Saved data entries:
*-*-*
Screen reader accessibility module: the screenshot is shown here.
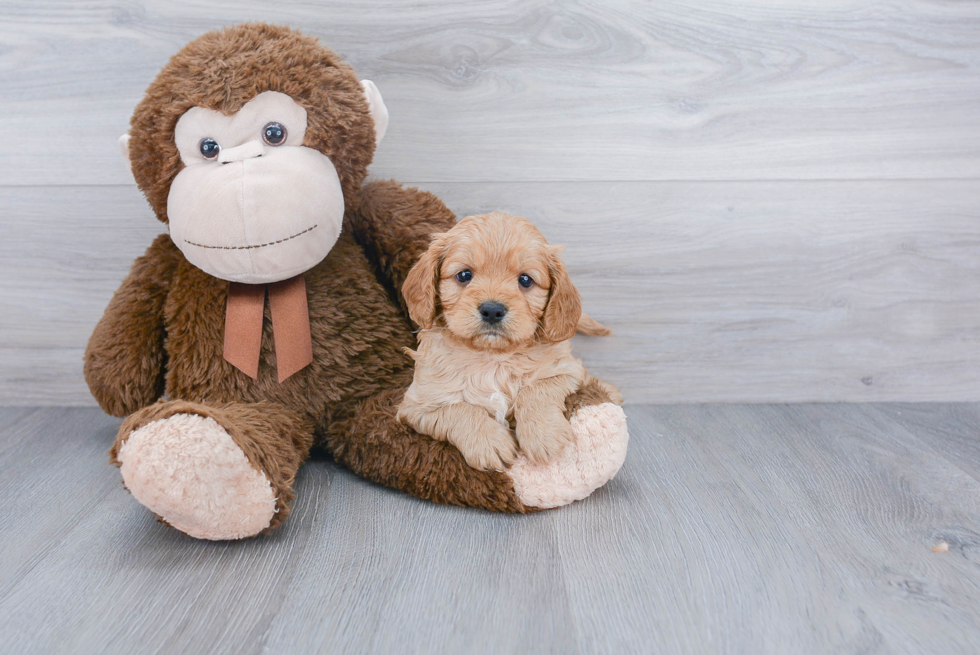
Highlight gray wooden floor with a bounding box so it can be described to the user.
[0,404,980,654]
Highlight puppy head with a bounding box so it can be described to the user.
[402,212,582,351]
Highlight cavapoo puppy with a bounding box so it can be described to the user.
[398,213,622,470]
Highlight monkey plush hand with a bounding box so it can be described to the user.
[85,24,627,539]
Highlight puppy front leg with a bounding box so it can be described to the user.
[398,403,517,471]
[514,375,580,463]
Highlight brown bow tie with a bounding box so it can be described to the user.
[224,274,313,382]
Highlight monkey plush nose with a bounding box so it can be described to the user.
[218,140,265,164]
[480,301,507,325]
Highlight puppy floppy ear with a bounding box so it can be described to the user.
[402,234,443,330]
[541,247,582,341]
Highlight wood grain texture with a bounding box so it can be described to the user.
[0,404,980,655]
[0,0,980,185]
[0,181,980,405]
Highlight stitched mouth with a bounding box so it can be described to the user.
[184,223,319,250]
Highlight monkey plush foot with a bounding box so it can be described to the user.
[116,414,276,540]
[507,402,629,509]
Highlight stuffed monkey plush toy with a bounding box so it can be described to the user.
[85,24,627,539]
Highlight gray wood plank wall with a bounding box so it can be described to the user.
[0,0,980,405]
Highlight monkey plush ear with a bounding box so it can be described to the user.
[361,80,388,145]
[119,132,133,175]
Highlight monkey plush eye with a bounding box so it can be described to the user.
[199,137,221,160]
[262,122,286,146]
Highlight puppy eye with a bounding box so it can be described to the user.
[262,121,286,146]
[198,137,221,161]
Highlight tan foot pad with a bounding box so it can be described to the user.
[508,403,629,509]
[118,414,276,540]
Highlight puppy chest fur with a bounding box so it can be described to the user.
[402,329,586,427]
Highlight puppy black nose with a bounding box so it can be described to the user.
[480,301,507,325]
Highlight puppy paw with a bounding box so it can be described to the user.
[507,403,629,509]
[515,412,573,464]
[451,421,517,471]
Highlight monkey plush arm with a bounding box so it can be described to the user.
[348,180,456,305]
[85,234,179,416]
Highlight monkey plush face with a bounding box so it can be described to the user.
[167,91,344,284]
[120,24,388,284]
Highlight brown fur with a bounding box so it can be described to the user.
[85,24,620,527]
[129,23,375,222]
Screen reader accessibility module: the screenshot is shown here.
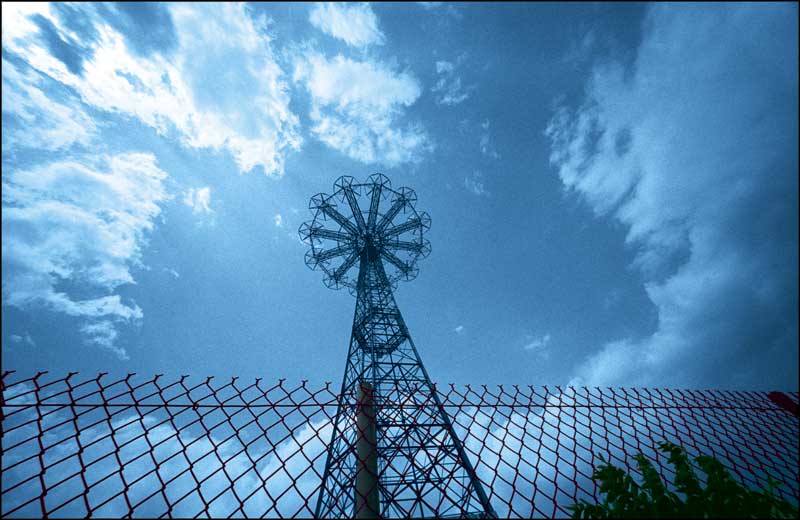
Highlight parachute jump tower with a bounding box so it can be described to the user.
[299,174,496,518]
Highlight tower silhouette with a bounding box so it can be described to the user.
[299,174,496,518]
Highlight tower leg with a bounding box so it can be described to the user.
[354,381,380,518]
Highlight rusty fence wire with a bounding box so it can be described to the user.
[1,371,800,518]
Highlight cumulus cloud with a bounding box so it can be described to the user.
[2,58,95,150]
[3,3,301,175]
[522,333,550,351]
[183,186,214,214]
[547,4,798,388]
[2,153,168,358]
[309,2,384,47]
[294,52,432,166]
[431,54,472,106]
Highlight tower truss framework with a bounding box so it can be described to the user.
[299,174,496,518]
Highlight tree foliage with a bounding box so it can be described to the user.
[569,442,798,518]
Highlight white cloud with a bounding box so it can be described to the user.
[522,333,550,351]
[3,3,301,175]
[309,2,385,47]
[183,186,214,214]
[547,4,798,389]
[294,52,432,166]
[464,170,489,197]
[9,332,36,347]
[431,54,472,106]
[2,58,95,150]
[2,153,168,358]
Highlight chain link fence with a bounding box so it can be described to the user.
[2,372,800,518]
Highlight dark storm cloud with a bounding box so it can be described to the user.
[31,14,91,75]
[97,2,178,57]
[548,4,798,389]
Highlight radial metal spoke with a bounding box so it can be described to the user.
[383,217,422,237]
[383,240,423,253]
[319,202,358,235]
[308,228,352,242]
[381,249,411,273]
[367,184,383,229]
[344,186,366,229]
[375,197,406,231]
[314,244,353,262]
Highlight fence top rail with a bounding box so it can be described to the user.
[0,370,800,518]
[0,370,800,411]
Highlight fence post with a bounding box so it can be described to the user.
[355,381,380,518]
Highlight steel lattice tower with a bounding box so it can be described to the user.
[299,174,496,518]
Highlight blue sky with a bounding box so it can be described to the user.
[2,3,798,389]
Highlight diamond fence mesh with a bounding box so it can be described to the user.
[2,372,800,518]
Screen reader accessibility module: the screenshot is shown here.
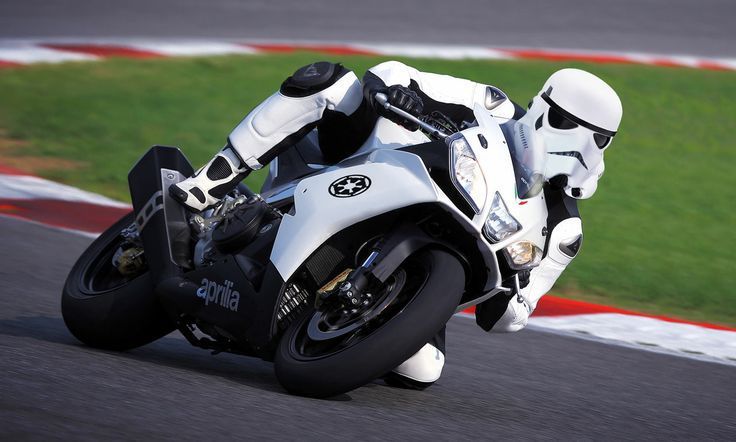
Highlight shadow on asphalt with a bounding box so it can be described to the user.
[0,316,352,402]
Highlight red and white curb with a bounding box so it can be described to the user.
[0,39,736,71]
[0,165,736,366]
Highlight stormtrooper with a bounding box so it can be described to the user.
[169,61,623,389]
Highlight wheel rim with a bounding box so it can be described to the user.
[289,263,429,361]
[79,230,146,296]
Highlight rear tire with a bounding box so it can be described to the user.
[61,213,175,350]
[274,250,465,397]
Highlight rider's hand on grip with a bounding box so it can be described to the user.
[376,85,424,131]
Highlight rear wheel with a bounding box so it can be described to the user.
[274,250,465,397]
[61,213,175,350]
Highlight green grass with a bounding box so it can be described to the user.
[0,53,736,324]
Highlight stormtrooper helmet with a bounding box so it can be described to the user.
[517,69,623,199]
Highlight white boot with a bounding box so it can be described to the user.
[169,146,251,212]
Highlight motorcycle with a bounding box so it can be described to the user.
[62,94,547,397]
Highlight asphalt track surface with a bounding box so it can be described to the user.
[0,0,736,57]
[0,217,736,440]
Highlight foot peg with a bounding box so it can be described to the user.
[169,146,250,212]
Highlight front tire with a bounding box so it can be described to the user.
[274,250,465,397]
[61,213,175,350]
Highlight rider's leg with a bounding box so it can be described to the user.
[169,61,363,210]
[383,327,445,390]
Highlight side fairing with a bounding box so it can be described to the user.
[271,150,448,280]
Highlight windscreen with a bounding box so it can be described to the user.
[501,120,545,199]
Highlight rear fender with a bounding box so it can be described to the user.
[271,150,442,280]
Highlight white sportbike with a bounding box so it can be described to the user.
[62,95,547,397]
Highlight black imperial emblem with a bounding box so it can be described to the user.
[330,175,371,198]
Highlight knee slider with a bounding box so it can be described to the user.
[393,344,445,384]
[280,61,350,98]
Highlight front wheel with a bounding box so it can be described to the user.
[274,250,465,397]
[61,213,175,350]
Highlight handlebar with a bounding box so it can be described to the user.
[374,92,450,140]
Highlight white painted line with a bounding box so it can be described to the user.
[358,44,510,60]
[530,313,736,362]
[127,41,258,57]
[0,213,100,239]
[0,42,99,64]
[0,174,130,208]
[455,313,736,367]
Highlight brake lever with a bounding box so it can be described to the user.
[375,92,450,140]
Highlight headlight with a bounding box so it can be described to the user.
[503,241,542,270]
[483,192,521,242]
[449,135,487,213]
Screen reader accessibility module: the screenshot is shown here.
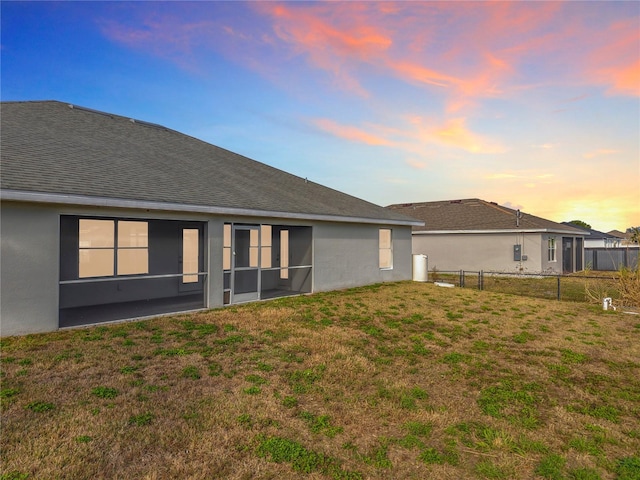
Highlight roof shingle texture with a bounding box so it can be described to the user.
[0,101,411,222]
[387,198,584,235]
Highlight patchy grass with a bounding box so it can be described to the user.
[0,282,640,479]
*-*-*
Reproduce the lines of the material word for word, starting with the line that contains "Highlight asphalt track" and ending after the line that contains "[169,146,250,212]".

**The completed task**
Highlight asphalt track surface with a bounding box so it can be described to the user.
[0,0,736,57]
[0,217,736,440]
Highlight foot peg with a bounding box so it can be described to the user.
[169,146,250,212]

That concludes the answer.